■ **TEXTE DU DOCUMENT**
+++
L'inconvénient des deux premières modulation est qu'elles raisonnent en statique, c'est-à-dire un l'instant, sans tenir compte de la politique d'emploi de l'entreprise dans le temps. La deuxième assiette possède l'avantage sur la première de tenir compte des spécificités sectorielles de gestion de la main d'oeuvre. La troisième solution possède l'avantage de tenir compte de l'évolution de la part des salaires dans la valeur ajoutée dans le temps. De la sorte, une entreprise dont la part des profits est importante, mais qui les utilisent à la fois pour l'investissement et pour l'emploi, ne se verrait pas pénalisée.

Le rapport Chadelat privilégie la première solution. Elle ne présente pas de difficultés majeures de mise en pratique ; elle est beaucoup plus simple qu'un changement radical d'assiette. Ses avantages économiques sont de trois ordres :

- Le prélèvement augmente automatiquement pour les entreprises employant peu de main d'oeuvre.

- Le prélèvement est favorable à l'emploi. Les entreprises bénéficient d'une réduction de cotisations au-delà d'un certain niveau d'emploi, à valeur ajoutée constante.

- Les transferts de charges entre les entreprises sont plus limités que dans le cas d'une assiette valeur ajoutée. L'assiette valeur ajoutée modifie les contributions de toutes les entreprises, alors que la modulation ne touche que les entreprises les plus éloignées de la norme de référence.
+++
■ **JEU DE DONNÉES**
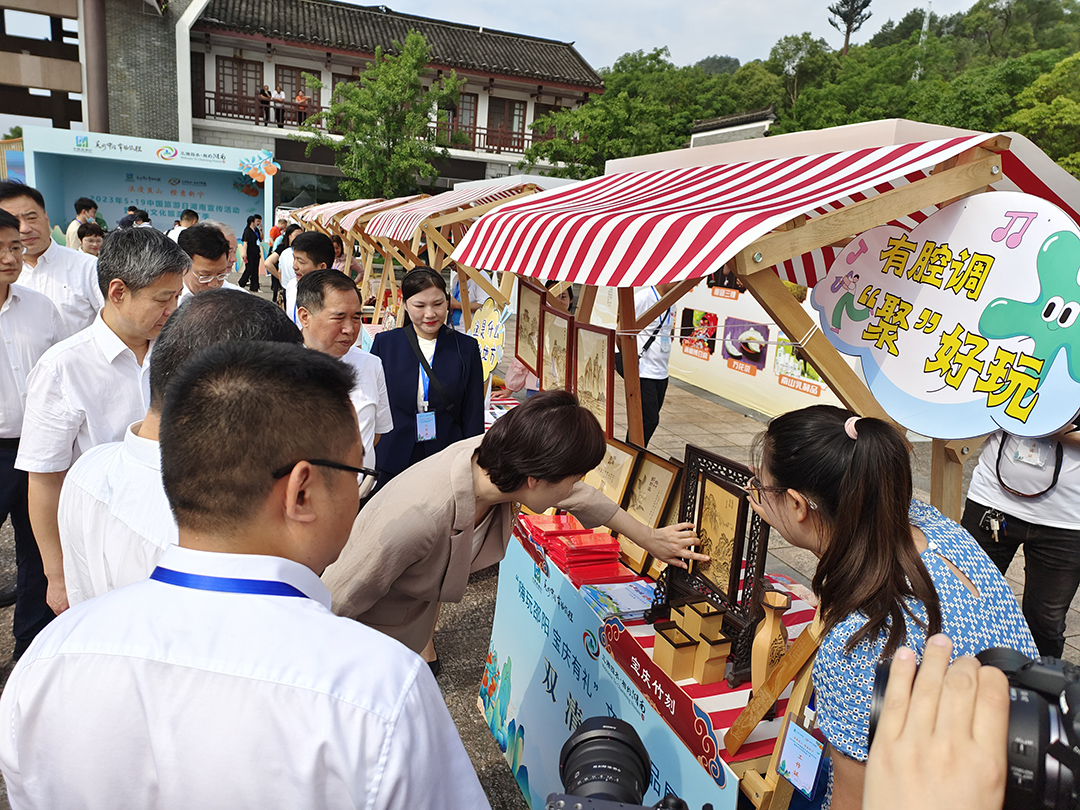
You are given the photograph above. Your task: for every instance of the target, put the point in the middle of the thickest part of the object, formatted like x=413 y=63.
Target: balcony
+++
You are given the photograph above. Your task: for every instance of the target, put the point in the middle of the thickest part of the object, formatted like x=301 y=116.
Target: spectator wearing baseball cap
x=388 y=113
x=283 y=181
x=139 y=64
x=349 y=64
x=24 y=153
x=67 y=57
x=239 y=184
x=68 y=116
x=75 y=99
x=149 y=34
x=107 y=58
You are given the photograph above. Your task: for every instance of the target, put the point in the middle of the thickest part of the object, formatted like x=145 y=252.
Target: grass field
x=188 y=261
+++
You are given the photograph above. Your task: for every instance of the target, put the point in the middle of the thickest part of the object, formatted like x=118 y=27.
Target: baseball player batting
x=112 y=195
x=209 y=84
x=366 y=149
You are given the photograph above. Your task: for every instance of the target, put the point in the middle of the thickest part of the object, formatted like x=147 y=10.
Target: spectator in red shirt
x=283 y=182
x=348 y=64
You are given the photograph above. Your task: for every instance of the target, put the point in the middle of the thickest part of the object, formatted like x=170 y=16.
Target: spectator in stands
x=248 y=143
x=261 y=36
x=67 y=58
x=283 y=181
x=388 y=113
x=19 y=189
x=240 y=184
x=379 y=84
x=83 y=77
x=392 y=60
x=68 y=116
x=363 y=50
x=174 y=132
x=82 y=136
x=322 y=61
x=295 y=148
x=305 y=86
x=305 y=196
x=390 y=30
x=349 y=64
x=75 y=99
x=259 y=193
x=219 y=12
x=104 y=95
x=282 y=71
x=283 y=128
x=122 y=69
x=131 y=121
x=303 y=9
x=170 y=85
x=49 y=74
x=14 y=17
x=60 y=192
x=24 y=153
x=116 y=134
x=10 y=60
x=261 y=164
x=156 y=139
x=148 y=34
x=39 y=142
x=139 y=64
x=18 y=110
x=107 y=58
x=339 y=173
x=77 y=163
+++
Reproduisez en entier le texte sur la modulation de l'assiette des cotisations des entreprises, sans rien modifier.

L'inconvénient des deux premières modulation est qu'elles raisonnent en statique, c'est-à-dire un l'instant, sans tenir compte de la politique d'emploi de l'entreprise dans le temps. La deuxième assiette possède l'avantage sur la première de tenir compte des spécificités sectorielles de gestion de la main d'oeuvre. La troisième solution possède l'avantage de tenir compte de l'évolution de la part des salaires dans la valeur ajoutée dans le temps. De la sorte, une entreprise dont la part des profits est importante, mais qui les utilisent à la fois pour l'investissement et pour l'emploi, ne se verrait pas pénalisée.

Le rapport Chadelat privilégie la première solution. Elle ne présente pas de difficultés majeures de mise en pratique ; elle est beaucoup plus simple qu'un changement radical d'assiette. Ses avantages économiques sont de trois ordres :

- Le prélèvement augmente automatiquement pour les entreprises employant peu de main d'oeuvre.

- Le prélèvement est favorable à l'emploi. Les entreprises bénéficient d'une réduction de cotisations au-delà d'un certain niveau d'emploi, à valeur ajoutée constante.

- Les transferts de charges entre les entreprises sont plus limités que dans le cas d'une assiette valeur ajoutée. L'assiette valeur ajoutée modifie les contributions de toutes les entreprises, alors que la modulation ne touche que les entreprises les plus éloignées de la norme de référence.